##### EXTRACTED DATA #####
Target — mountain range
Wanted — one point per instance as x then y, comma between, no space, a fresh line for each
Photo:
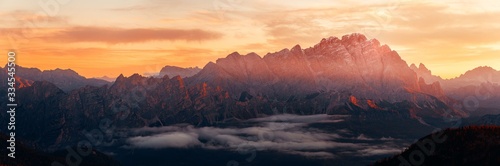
351,75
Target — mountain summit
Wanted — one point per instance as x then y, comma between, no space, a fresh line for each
354,64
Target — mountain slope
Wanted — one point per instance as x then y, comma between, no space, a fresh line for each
173,71
473,145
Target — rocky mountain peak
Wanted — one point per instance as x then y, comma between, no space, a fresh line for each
354,38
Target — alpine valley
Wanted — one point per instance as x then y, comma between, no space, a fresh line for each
343,101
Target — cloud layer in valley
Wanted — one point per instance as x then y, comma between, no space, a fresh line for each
283,133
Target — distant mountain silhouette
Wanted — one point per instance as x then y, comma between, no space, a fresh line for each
472,145
474,77
478,89
351,76
66,79
173,71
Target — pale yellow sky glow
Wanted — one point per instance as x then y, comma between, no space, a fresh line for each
98,38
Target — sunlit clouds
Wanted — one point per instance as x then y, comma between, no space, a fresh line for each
108,38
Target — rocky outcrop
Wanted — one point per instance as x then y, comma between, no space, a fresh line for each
173,71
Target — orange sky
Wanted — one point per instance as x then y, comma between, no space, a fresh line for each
98,38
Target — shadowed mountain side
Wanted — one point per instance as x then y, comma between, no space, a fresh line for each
26,156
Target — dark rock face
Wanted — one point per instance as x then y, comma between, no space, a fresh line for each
472,145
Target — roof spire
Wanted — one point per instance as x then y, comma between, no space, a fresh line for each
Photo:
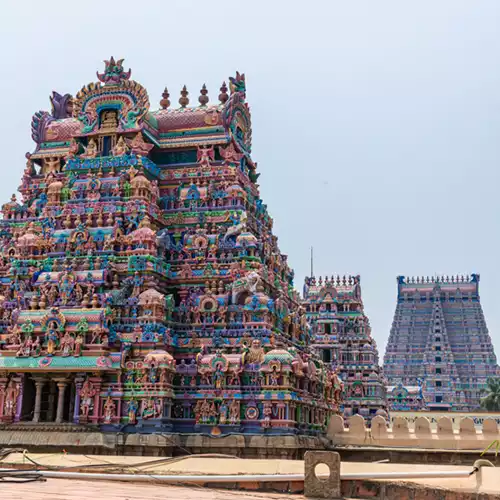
223,96
184,99
165,103
203,99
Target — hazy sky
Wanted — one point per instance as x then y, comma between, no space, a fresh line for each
376,124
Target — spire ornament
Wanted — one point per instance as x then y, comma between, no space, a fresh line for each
165,103
113,72
203,99
223,96
184,99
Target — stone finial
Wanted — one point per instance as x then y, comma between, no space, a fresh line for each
223,96
335,426
379,427
184,99
165,103
400,426
203,99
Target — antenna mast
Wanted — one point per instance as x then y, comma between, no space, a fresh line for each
312,266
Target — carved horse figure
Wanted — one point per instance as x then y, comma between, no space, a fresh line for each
237,228
248,283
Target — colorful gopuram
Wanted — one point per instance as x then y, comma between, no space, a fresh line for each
439,341
142,288
341,334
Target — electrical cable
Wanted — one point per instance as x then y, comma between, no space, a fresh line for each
114,466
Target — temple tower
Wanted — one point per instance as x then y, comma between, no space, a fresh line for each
141,286
439,341
341,333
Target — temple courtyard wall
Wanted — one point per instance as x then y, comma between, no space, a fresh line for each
463,488
419,435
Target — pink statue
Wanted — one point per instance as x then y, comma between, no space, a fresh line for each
87,392
109,410
67,343
267,412
78,346
11,394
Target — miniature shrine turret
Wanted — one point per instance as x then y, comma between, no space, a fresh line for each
341,335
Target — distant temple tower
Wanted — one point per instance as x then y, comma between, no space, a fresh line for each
341,333
439,341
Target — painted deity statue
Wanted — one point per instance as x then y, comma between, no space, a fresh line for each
255,354
91,150
11,394
234,412
109,410
87,392
78,346
132,411
67,344
52,339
#####
DIRECTIONS FOR THIS TASK: Could you copy every record exactly, without the pictures?

YOUR SOLUTION:
Target — mountain range
Wanted — one point per instance as x then y, comma between, no space, a fresh line for each
Photo:
351,75
Target — mountain summit
Wanted — one point per instance as x then y, comma between, no space, a fresh line for each
354,64
Target — mountain slope
Wanted — one point per instance as x then y, comma between, no space, a fresh line for each
173,71
473,145
Target — rocky mountain peak
Wanted — one point per instance as x then y, comma between, no space, a fresh line for each
354,38
Target — alpine valley
Wanted — one point per instance as x then y, comma between, no space, a fresh line for each
343,101
Target — cloud layer in valley
Wanted — one point per instance as x then y, comma between, no space, a fresh line for each
283,133
Target — distant mountain silhouette
Wanted — one point per instance as x then y, comma between, no space, a fresh line for each
472,145
474,77
478,89
351,76
66,79
173,71
Target — pale yellow sky glow
Wanted — one point per instance as x then y, comma between, no space, a fresh line for each
98,38
Target — sunlit clouds
Wanted — one point per instance as x then y, comma between, no space, a fresh line for each
108,38
Target — rocky outcrop
Wanted — one point per instance as x then y, comma between, no space, a fresh line for each
173,71
Target — orange sky
Wanted — one point per instance as x then y, comma between, no space, a fresh line for each
98,38
Target — shadowed mountain side
Wanted — one point per instance as x then y, comma between, no space, a fresh line for each
26,156
Target — dark rock face
Wanted — one point per instance as x then y, comma between, no space, a fresh line for each
472,145
Target — roof spire
Wanted — one point per instance as x then y, comma between, no space, a fresh line for each
Photo:
223,96
184,99
165,103
203,99
Target — hazy sky
Wanted — one point per instance as x then y, comma between, no space, a fresh line for each
376,124
Target — spire ornament
Wanted — one point per instance as x then y, comma between, no space, a fresh line for each
165,103
113,72
203,99
223,96
184,99
Target — stone finial
Wanted — one point per instance as x then y, comma between, no space, a fresh line for each
223,96
335,426
379,427
184,99
165,103
400,426
203,99
Target — antenna mast
Wanted — one point per instance as x then y, comma between, no space, a fresh line for each
312,266
Target — carved horse figure
Wanted — one point per instance as x then y, comma between, no space, a fresh line for each
237,228
248,283
Target — colorful gopuram
Wanted — one point per instance as x then y, comma between, no space, a fresh line for each
439,341
142,288
341,334
Target — electrical cable
Wanted — one point per instance as x then y, comma between, no space, a fresh line for each
114,466
Target — temple tower
Wanted — one point per instance as x then y, comma between, no space, a fresh line for each
141,286
439,341
341,333
Target — temple courtyard wall
Wanted — one point per instance as x then y, comma between, no space, a fresh line for each
463,488
419,435
Target — pink statue
Wanted — one point per instance as x then y, comma between, no space, a fresh line for each
87,392
109,410
67,343
267,412
78,346
11,394
Target — miniature shrine turret
Wanted — one point per instance as x then y, comma between, no space, a fresh line for each
341,335
Target — distant temple tower
Wanted — one point per instance as x then y, comma between, no space, a fresh line for each
341,333
439,341
Target — painted deity statue
Wanted — one point per instance as x then y, comma between, no space, a fresh line for each
255,354
91,150
11,394
234,412
109,410
87,392
78,346
132,411
67,344
52,339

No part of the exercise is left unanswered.